-------- RECORD EXTRACTS
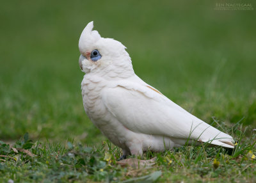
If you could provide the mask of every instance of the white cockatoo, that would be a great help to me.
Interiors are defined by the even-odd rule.
[[[233,138],[192,115],[138,77],[126,47],[87,24],[79,63],[85,112],[123,157],[161,152],[193,141],[234,148]]]

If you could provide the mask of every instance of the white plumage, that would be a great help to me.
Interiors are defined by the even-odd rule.
[[[187,141],[234,148],[233,138],[173,102],[135,74],[125,47],[88,24],[80,37],[85,112],[124,155],[163,151]]]

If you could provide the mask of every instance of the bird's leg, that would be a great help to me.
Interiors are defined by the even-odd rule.
[[[127,157],[127,155],[125,154],[123,154],[123,155],[121,156],[120,158],[119,158],[118,159],[118,161],[121,161],[121,160],[123,160],[123,159],[125,159],[126,157]]]

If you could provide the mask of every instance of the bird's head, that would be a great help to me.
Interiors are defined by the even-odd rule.
[[[113,39],[102,38],[93,28],[93,22],[89,22],[80,36],[79,62],[82,71],[120,77],[133,74],[126,47]]]

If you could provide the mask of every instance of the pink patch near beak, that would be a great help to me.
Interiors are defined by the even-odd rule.
[[[91,56],[91,53],[90,52],[86,52],[85,53],[85,56],[86,56],[87,60],[90,60],[90,56]]]

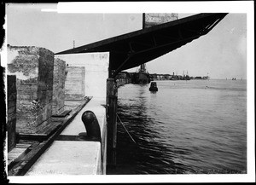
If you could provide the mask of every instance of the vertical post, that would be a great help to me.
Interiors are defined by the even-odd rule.
[[[116,165],[116,135],[117,135],[117,87],[113,78],[107,79],[107,118],[108,118],[108,145],[107,168]]]

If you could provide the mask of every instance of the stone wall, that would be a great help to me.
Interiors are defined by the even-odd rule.
[[[65,70],[66,62],[61,59],[55,58],[52,114],[59,114],[64,111],[66,80]]]
[[[106,98],[109,66],[108,52],[56,55],[55,57],[65,61],[68,66],[85,67],[85,96]]]
[[[84,66],[67,66],[65,99],[81,100],[84,97]]]
[[[16,75],[19,133],[34,133],[52,115],[54,53],[38,47],[8,46],[8,74]]]
[[[7,83],[7,143],[8,152],[9,152],[16,144],[16,77],[8,75]]]

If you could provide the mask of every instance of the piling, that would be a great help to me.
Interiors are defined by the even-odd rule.
[[[113,78],[107,79],[107,120],[108,120],[108,147],[107,169],[116,165],[116,135],[117,135],[117,87]]]

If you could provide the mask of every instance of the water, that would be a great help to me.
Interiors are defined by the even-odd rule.
[[[108,174],[247,172],[246,80],[119,88],[117,166]]]

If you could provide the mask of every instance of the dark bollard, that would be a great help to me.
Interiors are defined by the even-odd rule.
[[[91,111],[85,111],[82,115],[82,121],[85,126],[87,138],[92,141],[102,142],[99,122]]]

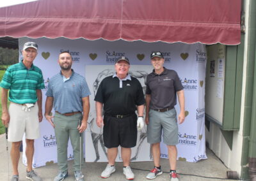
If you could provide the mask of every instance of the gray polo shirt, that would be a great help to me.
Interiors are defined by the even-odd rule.
[[[173,107],[177,103],[176,92],[183,89],[176,71],[164,68],[160,75],[155,70],[147,77],[147,94],[150,94],[150,109]]]

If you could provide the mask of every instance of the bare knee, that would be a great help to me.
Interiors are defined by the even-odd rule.
[[[12,142],[12,146],[13,149],[19,149],[20,147],[21,141]]]
[[[167,147],[168,147],[168,150],[170,151],[176,151],[177,150],[176,145],[167,145]]]
[[[151,144],[152,148],[160,148],[160,143]]]
[[[26,139],[26,143],[27,144],[28,147],[33,147],[34,140]]]

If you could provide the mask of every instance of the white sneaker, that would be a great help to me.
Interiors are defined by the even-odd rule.
[[[105,170],[101,173],[100,177],[102,178],[108,178],[109,177],[112,173],[114,173],[116,171],[116,168],[115,166],[111,166],[109,164],[107,164]]]
[[[131,167],[129,166],[124,168],[123,170],[124,170],[124,174],[125,175],[126,179],[127,180],[134,179],[134,174],[132,173],[132,171],[131,170]]]

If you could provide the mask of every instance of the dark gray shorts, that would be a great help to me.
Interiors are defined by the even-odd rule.
[[[149,123],[147,129],[148,143],[159,143],[161,141],[162,130],[163,142],[167,145],[179,143],[179,128],[175,108],[165,112],[150,110]]]

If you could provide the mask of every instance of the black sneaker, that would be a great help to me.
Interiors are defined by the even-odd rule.
[[[148,179],[154,179],[157,176],[162,175],[163,171],[161,169],[157,169],[156,166],[154,169],[151,170],[150,172],[147,175],[146,178]]]

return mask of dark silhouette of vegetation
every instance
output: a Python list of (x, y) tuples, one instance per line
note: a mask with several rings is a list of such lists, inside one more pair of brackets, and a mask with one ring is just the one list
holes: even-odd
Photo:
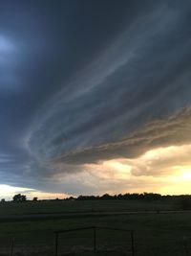
[(144, 192), (143, 194), (118, 194), (115, 196), (111, 196), (109, 194), (104, 194), (103, 196), (79, 196), (78, 198), (69, 198), (67, 199), (75, 199), (75, 200), (111, 200), (111, 199), (130, 199), (130, 200), (141, 200), (141, 199), (146, 199), (146, 200), (156, 200), (156, 199), (160, 199), (163, 198), (167, 198), (170, 196), (161, 196), (160, 194), (156, 194), (156, 193), (146, 193)]
[(14, 202), (24, 202), (27, 200), (27, 197), (25, 195), (16, 194), (16, 195), (14, 195), (12, 199)]

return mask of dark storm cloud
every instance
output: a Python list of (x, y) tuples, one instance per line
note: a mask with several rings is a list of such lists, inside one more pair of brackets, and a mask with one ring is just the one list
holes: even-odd
[(48, 188), (81, 164), (189, 141), (168, 134), (170, 116), (190, 115), (189, 1), (0, 5), (2, 182)]

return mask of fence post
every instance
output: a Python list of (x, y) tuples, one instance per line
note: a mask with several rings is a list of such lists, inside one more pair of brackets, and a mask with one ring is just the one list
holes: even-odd
[(131, 247), (132, 247), (132, 256), (135, 256), (135, 243), (134, 243), (134, 231), (131, 230)]
[(188, 256), (189, 255), (189, 251), (188, 251), (188, 243), (187, 243), (187, 238), (186, 237), (183, 237), (183, 245), (184, 245), (184, 248), (185, 248), (185, 256)]
[(94, 227), (94, 251), (96, 250), (96, 227)]
[(11, 240), (10, 256), (13, 256), (13, 249), (14, 249), (14, 238), (12, 238)]
[(55, 233), (55, 256), (58, 255), (58, 233)]

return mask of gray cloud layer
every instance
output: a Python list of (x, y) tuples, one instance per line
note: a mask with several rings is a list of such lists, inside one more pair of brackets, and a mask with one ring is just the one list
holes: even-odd
[(189, 1), (1, 3), (2, 182), (190, 142)]

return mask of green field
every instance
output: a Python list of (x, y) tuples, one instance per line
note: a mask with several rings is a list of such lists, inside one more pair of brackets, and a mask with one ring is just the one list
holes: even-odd
[[(15, 239), (13, 255), (54, 255), (53, 231), (92, 225), (135, 230), (136, 255), (186, 255), (184, 238), (188, 238), (189, 244), (191, 213), (189, 211), (162, 213), (164, 210), (174, 210), (175, 206), (175, 201), (167, 200), (2, 203), (1, 218), (18, 216), (21, 219), (1, 221), (0, 255), (10, 255), (12, 238)], [(149, 212), (150, 210), (156, 212)], [(159, 210), (159, 213), (157, 210)], [(128, 211), (148, 211), (148, 213), (128, 214)], [(70, 218), (72, 212), (76, 214)], [(92, 212), (94, 215), (89, 214)], [(104, 212), (114, 214), (104, 215)], [(115, 215), (116, 212), (124, 214)], [(30, 220), (32, 214), (49, 213), (50, 218), (45, 220)], [(53, 213), (68, 214), (66, 217), (53, 220), (51, 214)], [(79, 213), (84, 214), (79, 215)], [(22, 215), (28, 215), (29, 220), (27, 221), (22, 220)], [(130, 235), (126, 232), (98, 230), (96, 253), (93, 252), (93, 244), (92, 230), (62, 234), (59, 238), (59, 255), (131, 255)]]

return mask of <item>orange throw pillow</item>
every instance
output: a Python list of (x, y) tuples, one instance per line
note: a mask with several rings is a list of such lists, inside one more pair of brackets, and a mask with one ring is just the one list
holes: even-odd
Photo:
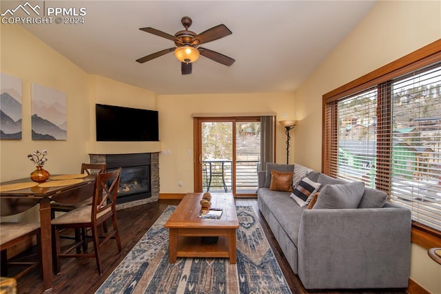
----------------
GIVEN EXERCISE: List every line in the lines above that contains the string "cloud", treating uppercase and lowercase as different.

RESPONSE TO THE TASK:
return mask of dark storm cloud
return mask of gray cloud layer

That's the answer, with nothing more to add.